- **Supplied passage**:
--
- North American cover art
- Developer: Origin Systems
- Publishers: JP: Pony Canyon; NA: FCI;
- Producer: Jeff Johannigman
- Designers: David Shapiro, Gary Scott Smith
- Artists: Amanda Dee, Denis Loubet
- Composers: Amanda Dee, George Sanger
- Series: Ultima
- Platform: Game Boy
- Release: JP: December 14, 1991; NA: April 1992;
- Genre: Role-playing
- Mode: Single-player

= Ultima: Runes of Virtue =

1991 video game

Ultima: Runes of Virtue a spin-off from the Ultima series released for the Game Boy in 1991. Runes of Virtue is Richard Garriott's favorite non-PC Ultima game because it was built from the ground up as a Game Boy game, unlike previous console Ultima games which were ports from the PC. A sequel, Ultima: Runes of Virtue II, was released in 1993.

==Gameplay==

The player character can be chosen from four different ones: Mariah the Mage, Iolo the Bard, Dupre the Fighter, or Shamino the Ranger. The player's objective is to recover the eight Runes of Virtue that were stolen by the Black Knight. These runes are hidden in caves scattered across Britannia, filled with various monsters and puzzles. The game is depicted from a top-down perspective similar to Gauntlet.
--
- **Dataset**:
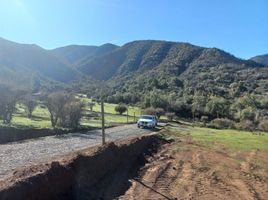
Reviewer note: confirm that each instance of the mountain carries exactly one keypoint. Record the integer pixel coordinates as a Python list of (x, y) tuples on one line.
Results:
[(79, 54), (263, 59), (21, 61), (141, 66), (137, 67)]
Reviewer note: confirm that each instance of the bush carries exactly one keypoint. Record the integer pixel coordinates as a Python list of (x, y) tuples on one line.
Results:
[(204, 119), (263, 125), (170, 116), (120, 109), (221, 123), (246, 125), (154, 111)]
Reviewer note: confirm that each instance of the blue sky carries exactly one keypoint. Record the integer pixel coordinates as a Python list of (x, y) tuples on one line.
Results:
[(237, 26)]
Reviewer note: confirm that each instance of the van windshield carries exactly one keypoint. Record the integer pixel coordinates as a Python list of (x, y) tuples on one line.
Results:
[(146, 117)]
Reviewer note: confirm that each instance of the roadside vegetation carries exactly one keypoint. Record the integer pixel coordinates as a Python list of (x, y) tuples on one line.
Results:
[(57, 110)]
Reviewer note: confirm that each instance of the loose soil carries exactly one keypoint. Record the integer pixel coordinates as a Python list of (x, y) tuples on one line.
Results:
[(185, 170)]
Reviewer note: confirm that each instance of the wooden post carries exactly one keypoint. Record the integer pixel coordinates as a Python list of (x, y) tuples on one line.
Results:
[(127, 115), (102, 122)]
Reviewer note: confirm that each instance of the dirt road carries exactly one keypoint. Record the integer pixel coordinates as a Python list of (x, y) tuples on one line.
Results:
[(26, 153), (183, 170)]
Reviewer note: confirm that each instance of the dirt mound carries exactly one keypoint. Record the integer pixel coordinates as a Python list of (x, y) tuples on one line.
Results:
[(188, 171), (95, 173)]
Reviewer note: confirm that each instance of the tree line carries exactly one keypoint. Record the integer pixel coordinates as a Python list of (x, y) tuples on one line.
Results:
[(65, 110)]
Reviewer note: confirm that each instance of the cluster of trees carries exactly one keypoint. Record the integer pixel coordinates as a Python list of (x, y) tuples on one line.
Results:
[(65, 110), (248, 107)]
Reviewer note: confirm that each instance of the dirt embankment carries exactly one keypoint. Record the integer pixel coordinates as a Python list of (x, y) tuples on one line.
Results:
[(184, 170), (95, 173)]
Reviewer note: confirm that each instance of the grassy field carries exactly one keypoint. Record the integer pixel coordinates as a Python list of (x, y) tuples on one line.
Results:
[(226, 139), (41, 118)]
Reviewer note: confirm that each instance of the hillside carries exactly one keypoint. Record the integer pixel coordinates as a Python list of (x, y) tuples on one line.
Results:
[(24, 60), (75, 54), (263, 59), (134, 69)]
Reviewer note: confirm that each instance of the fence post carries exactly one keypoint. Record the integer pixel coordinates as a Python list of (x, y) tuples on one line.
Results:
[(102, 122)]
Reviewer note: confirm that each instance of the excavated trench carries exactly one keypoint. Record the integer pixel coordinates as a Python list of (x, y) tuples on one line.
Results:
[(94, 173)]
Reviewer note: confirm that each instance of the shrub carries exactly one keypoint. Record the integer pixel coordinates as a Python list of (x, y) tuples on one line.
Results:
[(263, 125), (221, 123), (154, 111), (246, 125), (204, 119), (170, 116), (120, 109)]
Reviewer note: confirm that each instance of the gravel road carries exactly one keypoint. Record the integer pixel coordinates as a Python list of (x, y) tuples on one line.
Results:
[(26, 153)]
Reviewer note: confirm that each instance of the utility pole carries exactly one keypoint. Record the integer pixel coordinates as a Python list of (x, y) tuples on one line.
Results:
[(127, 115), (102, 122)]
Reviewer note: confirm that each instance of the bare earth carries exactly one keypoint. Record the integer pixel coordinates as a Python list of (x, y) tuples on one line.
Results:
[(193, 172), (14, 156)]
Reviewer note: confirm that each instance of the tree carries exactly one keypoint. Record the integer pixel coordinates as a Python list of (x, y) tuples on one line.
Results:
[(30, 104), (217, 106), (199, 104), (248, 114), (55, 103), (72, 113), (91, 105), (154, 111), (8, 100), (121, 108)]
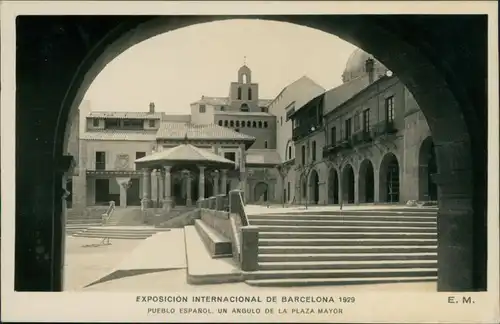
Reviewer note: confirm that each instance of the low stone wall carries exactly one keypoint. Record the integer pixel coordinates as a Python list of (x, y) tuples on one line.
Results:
--
- **Task set**:
(A) Reproduce the Runes of Virtue article word for word, beginning at "1991 video game" and stopping after "released in 1993.".
(B) In the Runes of Virtue article, what did the Black Knight steal?
(C) Extend the Runes of Virtue article, picking up after its final sentence.
The entries have nothing to do with the Runes of Virtue article.

- **Response list**:
(A)
1991 video game

Ultima: Runes of Virtue a spin-off from the Ultima series released for the Game Boy in 1991. Runes of Virtue is Richard Garriott's favorite non-PC Ultima game because it was built from the ground up as a Game Boy game, unlike previous console Ultima games which were ports from the PC. A sequel, Ultima: Runes of Virtue II, was released in 1993.

(B) The eight Runes of Virtue.

(C)
The player can assign any item in the inventory to either the button "A" or "B", that represent the two hands of the character. Two years later, The Legend of Zelda: Link's Awakening would use the same inventory/control system.

==Reception==

GamePro said that "Runes is a standard fantasy scavenger hunt with some virtue, but no surprises." Nintendo Power said that Runes of Virtue rivals the scope and excitement of The Legend of Zelda. GB Action called the game "[p]unishing but compelling".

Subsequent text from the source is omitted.